■ **TEXT FOR ANALYSIS**
[Start of Attachment]

There was, however, one unfortunate detail McEnany overlooked: The FBI’s data pointed to crimes committed in 2020, which was the final year of Donald Trump’s term, not the first year of Biden’s term. The conservative media personality was trying to make Biden look bad, but she inadvertently drew attention to an embarrassing detail for her former boss.

McEnany had plenty of company. Rep. Lauren Boebert of Colorado blamed the Democratic president for Covid-related school closures in 2020, when Trump was president and Biden was a private citizen. Rep. Ronny Jackson of Texas, blamed Biden for “paying people to stay home” in 2020, referring to a measure that Trump signed into law. Rep. Marjorie Taylor Greene of Georgia blamed the Biden administration’s policies for a Michigan woman whose sons died of overdoses in 2020 — when, again, Biden was a private citizen.

To be sure, it’s been odd to see so many Republicans forget who was in the Oval Office three years ago. But just as strange as watching GOP voices say that things were bad in 2020, and people should blame Biden, is watching the same party reverse course and claim that things were great in 2020 and people should credit Trump.

The Washington Examiner’s Byron York, a prominent conservative media voice, generated a fair amount of conversation a couple of weeks ago with a social media message along these lines, predicated on the idea that conditions in the United States were good before Biden replaced Trump.

The former president himself made a related pitch via his own platform yesterday afternoon, arguing, “Just three years ago, our economy was booming, the world was safe, and America was strong.”

I realize that in politics, memories can be short, but celebrating conditions in the United States from three years ago is genuinely bizarre. In 2020, a deadly contagion claimed hundreds of thousands of lives as officials struggled to respond. There was a recession and a collapse in the job market. There were social-justice protests in communities nationwide in the aftermath of George Floyd’s murder. The national murder rate worsened.

The nation’s executive branch was led by a scandal-plagued amateur, who was unpopular and ineffective, and who lost his re-election bid by a fairly wide margin. In the months and years that followed, Covid deaths declined; the unemployment rate fell to its lowest point since before the Moon landing; and the economy grew at a healthy pace.

Those longing for the halcyon days of three years ago should probably make more of an effort to remember what actually happened three years ago.

[End of Attachment]

■ **EXERCISE DIRECTIONS**
In the commentary about Republicans and 2020, what made McEnany's use of the FBI data embarrassing for Trump?

■ **EXTRACTED ENTRIES**
[Start of Attachment]

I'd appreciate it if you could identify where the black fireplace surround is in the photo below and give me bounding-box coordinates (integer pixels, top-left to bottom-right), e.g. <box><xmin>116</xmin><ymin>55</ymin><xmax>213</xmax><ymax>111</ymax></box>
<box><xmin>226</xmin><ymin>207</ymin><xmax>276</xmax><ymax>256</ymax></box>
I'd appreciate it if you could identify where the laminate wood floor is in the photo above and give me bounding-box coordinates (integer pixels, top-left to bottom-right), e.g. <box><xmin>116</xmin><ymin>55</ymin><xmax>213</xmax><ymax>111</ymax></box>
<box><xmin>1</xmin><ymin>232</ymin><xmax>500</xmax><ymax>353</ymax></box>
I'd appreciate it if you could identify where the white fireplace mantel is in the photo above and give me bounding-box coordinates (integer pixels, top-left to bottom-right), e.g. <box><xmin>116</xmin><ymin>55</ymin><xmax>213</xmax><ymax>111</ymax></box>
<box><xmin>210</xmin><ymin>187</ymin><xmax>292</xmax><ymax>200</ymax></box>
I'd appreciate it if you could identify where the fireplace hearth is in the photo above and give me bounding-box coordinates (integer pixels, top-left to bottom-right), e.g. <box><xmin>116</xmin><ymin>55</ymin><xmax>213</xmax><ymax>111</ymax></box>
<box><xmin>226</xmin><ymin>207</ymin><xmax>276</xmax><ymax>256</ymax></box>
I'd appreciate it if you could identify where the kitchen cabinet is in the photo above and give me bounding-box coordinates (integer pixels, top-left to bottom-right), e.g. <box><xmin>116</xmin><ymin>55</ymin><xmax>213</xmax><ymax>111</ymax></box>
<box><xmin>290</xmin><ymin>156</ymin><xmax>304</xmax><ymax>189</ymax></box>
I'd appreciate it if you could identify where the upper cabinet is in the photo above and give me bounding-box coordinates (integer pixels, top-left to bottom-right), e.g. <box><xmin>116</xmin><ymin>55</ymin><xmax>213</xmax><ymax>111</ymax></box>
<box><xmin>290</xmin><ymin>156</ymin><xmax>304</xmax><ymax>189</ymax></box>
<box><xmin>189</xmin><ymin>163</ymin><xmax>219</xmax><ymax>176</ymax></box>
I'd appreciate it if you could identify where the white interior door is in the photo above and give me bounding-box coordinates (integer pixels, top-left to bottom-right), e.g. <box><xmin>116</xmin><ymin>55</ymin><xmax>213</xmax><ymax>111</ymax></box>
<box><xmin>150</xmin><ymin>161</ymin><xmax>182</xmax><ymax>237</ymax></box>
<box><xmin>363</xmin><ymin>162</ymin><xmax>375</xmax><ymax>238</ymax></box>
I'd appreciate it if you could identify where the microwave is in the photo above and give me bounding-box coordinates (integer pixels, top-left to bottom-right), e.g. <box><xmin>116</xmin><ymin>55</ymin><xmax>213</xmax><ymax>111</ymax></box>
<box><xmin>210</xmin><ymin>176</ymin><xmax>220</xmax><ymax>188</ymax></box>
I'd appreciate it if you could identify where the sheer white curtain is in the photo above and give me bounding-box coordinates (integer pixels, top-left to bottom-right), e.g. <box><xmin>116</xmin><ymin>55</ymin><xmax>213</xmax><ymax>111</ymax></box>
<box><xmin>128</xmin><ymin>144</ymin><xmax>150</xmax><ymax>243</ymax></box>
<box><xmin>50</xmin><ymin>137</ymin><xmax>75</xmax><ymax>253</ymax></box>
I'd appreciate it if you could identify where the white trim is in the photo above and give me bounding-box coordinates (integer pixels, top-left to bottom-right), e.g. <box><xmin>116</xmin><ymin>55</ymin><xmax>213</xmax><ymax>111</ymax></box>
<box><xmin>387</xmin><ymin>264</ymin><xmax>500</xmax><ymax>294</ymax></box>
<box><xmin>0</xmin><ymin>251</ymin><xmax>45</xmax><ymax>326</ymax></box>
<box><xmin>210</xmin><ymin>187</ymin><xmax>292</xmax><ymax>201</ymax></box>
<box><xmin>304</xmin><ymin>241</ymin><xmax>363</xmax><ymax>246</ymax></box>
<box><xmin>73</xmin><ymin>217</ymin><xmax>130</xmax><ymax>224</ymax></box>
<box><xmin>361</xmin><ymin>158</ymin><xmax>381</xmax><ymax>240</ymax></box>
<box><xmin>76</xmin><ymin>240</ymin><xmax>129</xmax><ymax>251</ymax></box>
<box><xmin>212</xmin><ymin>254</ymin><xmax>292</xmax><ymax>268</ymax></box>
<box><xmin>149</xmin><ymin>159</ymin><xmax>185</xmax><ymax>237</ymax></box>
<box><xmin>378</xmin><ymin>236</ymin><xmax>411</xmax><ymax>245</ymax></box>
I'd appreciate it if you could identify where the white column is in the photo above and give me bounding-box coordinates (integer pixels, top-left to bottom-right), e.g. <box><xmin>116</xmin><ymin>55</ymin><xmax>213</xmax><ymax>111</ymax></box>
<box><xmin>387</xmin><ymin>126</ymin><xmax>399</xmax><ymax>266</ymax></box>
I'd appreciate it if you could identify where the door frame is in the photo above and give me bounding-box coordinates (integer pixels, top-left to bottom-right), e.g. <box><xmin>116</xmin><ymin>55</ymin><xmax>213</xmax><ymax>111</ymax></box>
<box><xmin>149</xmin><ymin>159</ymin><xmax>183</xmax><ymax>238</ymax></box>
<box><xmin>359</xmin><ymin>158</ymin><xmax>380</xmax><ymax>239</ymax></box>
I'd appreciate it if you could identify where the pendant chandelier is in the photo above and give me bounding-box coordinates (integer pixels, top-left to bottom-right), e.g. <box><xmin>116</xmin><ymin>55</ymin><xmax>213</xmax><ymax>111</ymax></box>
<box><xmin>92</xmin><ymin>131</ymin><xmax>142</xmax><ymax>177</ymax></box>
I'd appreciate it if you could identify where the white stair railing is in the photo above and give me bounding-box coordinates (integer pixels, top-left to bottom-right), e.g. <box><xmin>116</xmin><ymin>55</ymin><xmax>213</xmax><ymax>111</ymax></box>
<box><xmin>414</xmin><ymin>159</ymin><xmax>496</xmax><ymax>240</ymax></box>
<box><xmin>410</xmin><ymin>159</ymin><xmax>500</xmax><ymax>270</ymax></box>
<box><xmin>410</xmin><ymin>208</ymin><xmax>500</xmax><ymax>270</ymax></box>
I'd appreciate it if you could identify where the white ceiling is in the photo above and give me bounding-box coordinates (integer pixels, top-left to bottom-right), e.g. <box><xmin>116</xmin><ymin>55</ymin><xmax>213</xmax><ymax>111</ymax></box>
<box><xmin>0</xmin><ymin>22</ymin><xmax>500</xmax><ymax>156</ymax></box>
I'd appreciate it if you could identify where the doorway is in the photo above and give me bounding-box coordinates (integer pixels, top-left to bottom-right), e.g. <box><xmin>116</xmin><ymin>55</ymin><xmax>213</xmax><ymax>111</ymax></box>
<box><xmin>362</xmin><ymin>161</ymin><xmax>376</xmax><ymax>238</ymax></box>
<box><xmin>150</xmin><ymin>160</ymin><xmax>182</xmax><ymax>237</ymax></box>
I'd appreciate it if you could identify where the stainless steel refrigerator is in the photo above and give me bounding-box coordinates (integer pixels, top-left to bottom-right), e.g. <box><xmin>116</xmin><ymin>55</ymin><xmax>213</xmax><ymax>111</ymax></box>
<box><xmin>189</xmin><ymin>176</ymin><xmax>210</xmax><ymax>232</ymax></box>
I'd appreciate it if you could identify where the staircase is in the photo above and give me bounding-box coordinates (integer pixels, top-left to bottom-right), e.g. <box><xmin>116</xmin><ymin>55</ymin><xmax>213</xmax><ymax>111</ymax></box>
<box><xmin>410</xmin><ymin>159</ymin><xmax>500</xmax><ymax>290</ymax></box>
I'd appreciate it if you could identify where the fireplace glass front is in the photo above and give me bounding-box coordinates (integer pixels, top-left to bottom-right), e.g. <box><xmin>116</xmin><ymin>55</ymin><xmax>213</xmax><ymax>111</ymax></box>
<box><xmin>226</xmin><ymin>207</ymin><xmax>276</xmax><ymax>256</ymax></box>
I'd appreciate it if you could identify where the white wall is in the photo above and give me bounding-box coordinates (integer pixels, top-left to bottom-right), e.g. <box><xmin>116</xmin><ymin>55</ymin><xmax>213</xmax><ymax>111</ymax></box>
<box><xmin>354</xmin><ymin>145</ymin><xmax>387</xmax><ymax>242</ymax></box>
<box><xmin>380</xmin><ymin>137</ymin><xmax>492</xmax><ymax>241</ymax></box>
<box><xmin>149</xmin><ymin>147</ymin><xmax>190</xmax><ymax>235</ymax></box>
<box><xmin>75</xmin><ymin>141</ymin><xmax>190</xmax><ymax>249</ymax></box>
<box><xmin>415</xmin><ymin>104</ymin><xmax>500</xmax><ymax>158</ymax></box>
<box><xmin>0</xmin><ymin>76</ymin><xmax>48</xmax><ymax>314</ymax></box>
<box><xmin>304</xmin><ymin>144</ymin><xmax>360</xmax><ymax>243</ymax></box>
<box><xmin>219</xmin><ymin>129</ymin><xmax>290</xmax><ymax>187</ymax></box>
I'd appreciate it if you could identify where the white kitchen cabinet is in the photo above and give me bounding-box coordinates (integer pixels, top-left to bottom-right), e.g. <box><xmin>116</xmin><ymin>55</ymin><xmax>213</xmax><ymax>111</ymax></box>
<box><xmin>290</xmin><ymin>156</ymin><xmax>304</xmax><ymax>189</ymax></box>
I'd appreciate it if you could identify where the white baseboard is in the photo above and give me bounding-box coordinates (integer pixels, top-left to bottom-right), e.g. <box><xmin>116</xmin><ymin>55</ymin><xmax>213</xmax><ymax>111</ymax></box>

[End of Attachment]

■ **REPLY TO THE TASK**
The FBI's data covered crimes committed in 2020, the final year of Trump's term, not the first year of Biden's. McEnany meant to make Biden look bad but instead drew attention to an embarrassing detail for her former boss.